**What the task asks**
Every line from the one containing "Annotate the shrub" to the final line of the material below must be reproduced exactly; leave out all other lines.

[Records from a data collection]

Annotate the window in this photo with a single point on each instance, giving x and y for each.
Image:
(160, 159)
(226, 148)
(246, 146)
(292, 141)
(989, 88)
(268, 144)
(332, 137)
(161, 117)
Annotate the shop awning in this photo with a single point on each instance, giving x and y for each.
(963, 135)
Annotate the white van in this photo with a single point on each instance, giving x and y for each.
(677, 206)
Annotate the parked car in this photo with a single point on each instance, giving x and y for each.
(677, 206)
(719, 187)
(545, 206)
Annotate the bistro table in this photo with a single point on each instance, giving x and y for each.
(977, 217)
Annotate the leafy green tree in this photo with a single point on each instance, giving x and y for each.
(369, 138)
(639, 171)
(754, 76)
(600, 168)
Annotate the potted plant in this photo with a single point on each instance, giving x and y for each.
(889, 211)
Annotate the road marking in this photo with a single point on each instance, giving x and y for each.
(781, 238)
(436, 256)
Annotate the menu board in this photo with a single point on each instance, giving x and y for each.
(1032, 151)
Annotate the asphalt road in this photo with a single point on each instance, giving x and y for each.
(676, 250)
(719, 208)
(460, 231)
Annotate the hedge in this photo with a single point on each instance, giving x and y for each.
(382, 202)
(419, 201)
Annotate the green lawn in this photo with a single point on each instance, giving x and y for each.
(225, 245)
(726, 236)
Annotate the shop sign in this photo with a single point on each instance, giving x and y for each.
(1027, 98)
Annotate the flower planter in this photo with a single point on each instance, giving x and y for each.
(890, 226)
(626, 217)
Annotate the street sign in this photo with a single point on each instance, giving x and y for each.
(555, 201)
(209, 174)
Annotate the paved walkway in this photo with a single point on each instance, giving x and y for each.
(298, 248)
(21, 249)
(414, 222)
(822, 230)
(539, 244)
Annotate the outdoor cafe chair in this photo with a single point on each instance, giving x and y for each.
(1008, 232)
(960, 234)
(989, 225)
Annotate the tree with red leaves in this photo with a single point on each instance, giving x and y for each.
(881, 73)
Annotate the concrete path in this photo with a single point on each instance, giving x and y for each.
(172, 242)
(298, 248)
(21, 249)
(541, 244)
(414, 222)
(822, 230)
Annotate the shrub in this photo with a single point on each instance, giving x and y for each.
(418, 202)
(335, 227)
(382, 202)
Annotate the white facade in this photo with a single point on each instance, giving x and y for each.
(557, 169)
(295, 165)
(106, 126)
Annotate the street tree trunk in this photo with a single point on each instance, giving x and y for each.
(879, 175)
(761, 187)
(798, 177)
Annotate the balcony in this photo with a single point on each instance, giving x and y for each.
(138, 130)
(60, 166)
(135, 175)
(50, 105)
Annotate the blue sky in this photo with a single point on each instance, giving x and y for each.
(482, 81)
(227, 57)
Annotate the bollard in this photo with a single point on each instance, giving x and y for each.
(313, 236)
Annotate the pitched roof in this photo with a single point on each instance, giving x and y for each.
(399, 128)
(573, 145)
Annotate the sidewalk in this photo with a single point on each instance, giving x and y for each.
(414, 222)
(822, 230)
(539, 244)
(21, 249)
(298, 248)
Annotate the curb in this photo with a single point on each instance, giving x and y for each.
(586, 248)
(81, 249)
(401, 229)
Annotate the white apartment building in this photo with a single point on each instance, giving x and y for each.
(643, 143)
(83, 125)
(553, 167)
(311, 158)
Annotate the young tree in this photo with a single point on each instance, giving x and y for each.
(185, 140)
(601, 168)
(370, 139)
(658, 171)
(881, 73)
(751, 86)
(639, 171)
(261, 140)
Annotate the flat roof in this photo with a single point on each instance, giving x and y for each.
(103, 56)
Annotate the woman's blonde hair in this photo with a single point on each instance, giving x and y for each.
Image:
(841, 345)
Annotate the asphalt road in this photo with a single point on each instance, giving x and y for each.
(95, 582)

**In response**
Annotate the shrub in this photo with a single point on each instance, giving x and y for each.
(418, 202)
(335, 227)
(382, 202)
Annotate the white facade in this photo with a single point on each instance, giving x and y for each.
(557, 169)
(295, 165)
(106, 126)
Annotate the street tree trunk in this photo with a single point on each instance, giving x and y for each.
(879, 175)
(761, 187)
(798, 177)
Annotate the balcony in this photo with a single point on each instance, giving x and y for each.
(138, 130)
(60, 166)
(135, 175)
(50, 105)
Annotate the blue sky in this photo with a single point on each instance, giving x and y for each.
(482, 81)
(227, 57)
Annotate the bollard in this photo with a single point on each instance, giving x and y for each.
(313, 236)
Annotate the pitched roof in this photo with a single point on each instance, giving x and y for each.
(399, 128)
(573, 145)
Annotate the sidewalk in this photo with a single point on each instance, giving x and y for each.
(414, 222)
(822, 230)
(539, 244)
(21, 249)
(298, 248)
Annotate the curb in this photo with a single point on each instance, giving x and y for each.
(586, 248)
(81, 249)
(401, 229)
Annotate the white apartment building in this photo with a single point on each instance, giving x and y for each.
(643, 143)
(83, 125)
(553, 167)
(311, 158)
Annotate the young tree in this photo with a single point on each instance, giving x and y for each.
(185, 140)
(601, 168)
(370, 139)
(658, 171)
(881, 73)
(751, 86)
(639, 171)
(261, 140)
Annotate the flat roof in this photo with a single point on each instance, giving x and y for each.
(103, 56)
Annotate the woman's blonde hair in this photo with a single point on each instance, giving x and y for each.
Image:
(841, 345)
Annotate the asphalt road in this photo with a single point on each instance, giving x and y for each.
(95, 582)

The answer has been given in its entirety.